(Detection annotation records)
_ _ _ _ _ _ _

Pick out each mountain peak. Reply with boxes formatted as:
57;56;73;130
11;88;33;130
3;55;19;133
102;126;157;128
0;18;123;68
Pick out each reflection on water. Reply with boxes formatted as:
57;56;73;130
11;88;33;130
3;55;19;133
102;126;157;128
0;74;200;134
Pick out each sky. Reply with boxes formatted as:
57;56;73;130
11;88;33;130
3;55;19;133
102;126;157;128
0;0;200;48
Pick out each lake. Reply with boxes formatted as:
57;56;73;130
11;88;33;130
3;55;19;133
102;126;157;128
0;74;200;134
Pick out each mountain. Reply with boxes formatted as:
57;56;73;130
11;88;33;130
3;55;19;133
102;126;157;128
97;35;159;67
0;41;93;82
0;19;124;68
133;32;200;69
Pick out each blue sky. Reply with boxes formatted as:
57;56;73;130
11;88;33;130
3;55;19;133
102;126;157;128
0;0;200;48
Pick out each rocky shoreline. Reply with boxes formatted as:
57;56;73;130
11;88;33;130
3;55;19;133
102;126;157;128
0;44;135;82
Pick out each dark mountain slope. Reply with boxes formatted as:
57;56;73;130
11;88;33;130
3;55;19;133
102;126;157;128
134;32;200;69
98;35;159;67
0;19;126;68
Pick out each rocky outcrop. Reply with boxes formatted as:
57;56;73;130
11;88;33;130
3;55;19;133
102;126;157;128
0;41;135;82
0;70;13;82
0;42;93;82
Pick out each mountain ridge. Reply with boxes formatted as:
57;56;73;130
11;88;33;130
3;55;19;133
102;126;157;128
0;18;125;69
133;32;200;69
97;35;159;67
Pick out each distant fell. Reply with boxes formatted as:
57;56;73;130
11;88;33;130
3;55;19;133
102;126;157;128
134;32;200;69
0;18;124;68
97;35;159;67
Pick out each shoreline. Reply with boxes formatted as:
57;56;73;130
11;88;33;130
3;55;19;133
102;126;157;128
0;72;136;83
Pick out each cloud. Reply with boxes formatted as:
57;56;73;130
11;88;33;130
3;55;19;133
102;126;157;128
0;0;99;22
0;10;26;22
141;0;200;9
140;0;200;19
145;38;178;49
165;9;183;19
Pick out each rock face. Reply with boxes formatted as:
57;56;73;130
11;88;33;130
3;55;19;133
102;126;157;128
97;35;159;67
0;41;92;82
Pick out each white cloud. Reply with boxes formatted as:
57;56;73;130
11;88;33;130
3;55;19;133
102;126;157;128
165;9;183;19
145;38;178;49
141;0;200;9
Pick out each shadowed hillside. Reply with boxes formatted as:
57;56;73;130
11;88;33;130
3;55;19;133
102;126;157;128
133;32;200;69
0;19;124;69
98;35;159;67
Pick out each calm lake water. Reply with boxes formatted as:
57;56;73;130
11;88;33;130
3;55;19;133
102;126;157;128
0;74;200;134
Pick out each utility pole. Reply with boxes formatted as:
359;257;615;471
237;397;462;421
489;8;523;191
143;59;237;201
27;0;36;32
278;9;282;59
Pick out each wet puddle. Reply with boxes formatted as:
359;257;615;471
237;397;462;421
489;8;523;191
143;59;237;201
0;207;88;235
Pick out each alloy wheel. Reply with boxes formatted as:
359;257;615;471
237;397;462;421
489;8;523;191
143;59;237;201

_ _ _ _ _ _ _

Reproduce all of the data above line for line, without changing anything.

Pick out each mountain peak. Reply with boxes formatted as:
57;56;73;130
11;88;33;130
3;55;19;133
102;126;157;128
0;18;123;68
Pick out each reflection on water. Reply with boxes formatted as:
57;56;73;130
11;88;33;130
3;55;19;133
102;126;157;128
0;74;200;134
Pick out each sky. Reply with boxes formatted as:
57;56;73;130
11;88;33;130
3;55;19;133
102;126;157;128
0;0;200;48
Pick out each lake. Reply with boxes formatted as:
57;56;73;130
11;88;33;130
3;55;19;133
102;126;157;128
0;74;200;134
Pick out each mountain. Reply with boxes formatted as:
57;56;73;130
11;88;33;130
3;55;19;133
102;126;157;128
97;35;159;67
0;41;93;82
0;19;124;68
133;32;200;69
Pick out each blue sky. Reply with boxes formatted as:
57;56;73;130
11;88;33;130
3;55;19;133
102;126;157;128
0;0;200;48
Pick out each rocky shoreline. Reply with boxes formatted as:
57;56;73;130
11;88;33;130
3;55;19;133
102;126;157;128
0;44;135;82
Pick out each dark mountain slope. Reply with boxes formatted as:
57;56;73;130
11;88;33;130
3;55;19;133
102;126;157;128
134;32;200;69
98;35;159;67
0;19;126;68
Pick out each rocky outcrop. Reply with boxes formatted as:
57;56;73;130
11;88;33;130
3;55;19;133
102;126;157;128
0;41;135;82
0;70;13;82
0;42;93;82
Pick out each mountain ridge. Reply with boxes formatted as:
57;56;73;130
11;88;33;130
3;55;19;133
102;126;157;128
0;18;125;69
133;32;200;69
97;35;159;67
Pick out each distant fell. Reply with boxes formatted as:
57;56;73;130
11;88;33;130
3;55;19;133
102;126;157;128
134;32;200;69
0;18;124;68
97;35;159;67
Pick out each shoreline. Reply with boxes formatted as:
57;56;73;130
11;88;33;130
3;55;19;133
102;126;157;128
0;72;136;83
Pick out each cloud. Reply with boxes formatted as:
57;56;73;130
11;88;33;130
3;55;19;133
102;126;157;128
0;0;99;22
0;10;26;22
141;0;200;9
140;0;200;19
145;38;178;49
165;9;183;19
Pick out each rock face. Reply with boxes formatted as:
57;56;73;130
11;88;33;130
3;55;19;133
102;126;157;128
97;35;159;67
0;41;92;82
Pick out each white cloud. Reply with boxes formatted as:
57;56;73;130
11;88;33;130
3;55;19;133
102;126;157;128
165;9;183;19
145;38;178;49
141;0;200;9
Pick out each shadowed hillside. Reply with boxes formatted as:
57;56;73;130
11;88;33;130
3;55;19;133
102;126;157;128
133;32;200;69
0;19;124;69
98;35;159;67
Pick out each calm lake water. Reply with boxes formatted as:
57;56;73;130
11;88;33;130
3;55;19;133
102;126;157;128
0;74;200;134
Pick out each utility pole. Reply with boxes formatted as:
359;257;615;471
237;397;462;421
489;8;523;191
143;59;237;201
27;0;36;32
278;9;282;59
Pick out each wet puddle. Reply with boxes formatted as:
359;257;615;471
237;397;462;421
489;8;523;191
143;59;237;201
0;207;88;235
Pick out each alloy wheel. Reply with boxes formatted as:
359;257;615;471
237;397;462;421
489;8;523;191
143;59;237;201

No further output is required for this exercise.